_STATED PROBLEM_
Answer these questions from the post about supporting the Iraq invasion:
1. When, according to the post, did the Bush administration announce its plan to invade Iraq?
2. Within what span of time did the writer expect a new government to be set up?
3. Which three countries does the writer say their backing means nothing in any conflict?

━━ QUOTED PASSAGE ━━

Posted on 05/11/2004 10:12:54 PM PDT by churchillbuff

I was wrong. It's that simple.

When the Bush administration announced its plan to invade Iraq early last year, I supported them. I thought, like so many millions of others did, that the American forces would be in and out of there before you could say Grenada.

I truly believed that Saddam would be toppled and a new government set up within a year, with minimal American casualties.

I also thought that in such a quick conflict, Bush could finish the job that his old man couldn't, and that it would send a message about American resolve that needed to be sent. The backing of countries like France, Russia and China means nothing to me in any conflict, and the fact that they, and the United Nations, were not involved was a non-factor. (Actually, that part of my mind hasn't changed. The day that I start thinking that a war's okay because France thinks so is not one I'll wake up to in this lifetime.)

━━━
━━ GIVEN DATA ━━

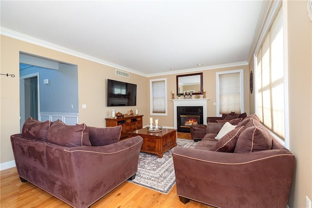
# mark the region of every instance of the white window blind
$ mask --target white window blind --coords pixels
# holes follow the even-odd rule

━━━

_FULL ANSWER_
1. Early last year.
2. Within a year.
3. France, Russia and China.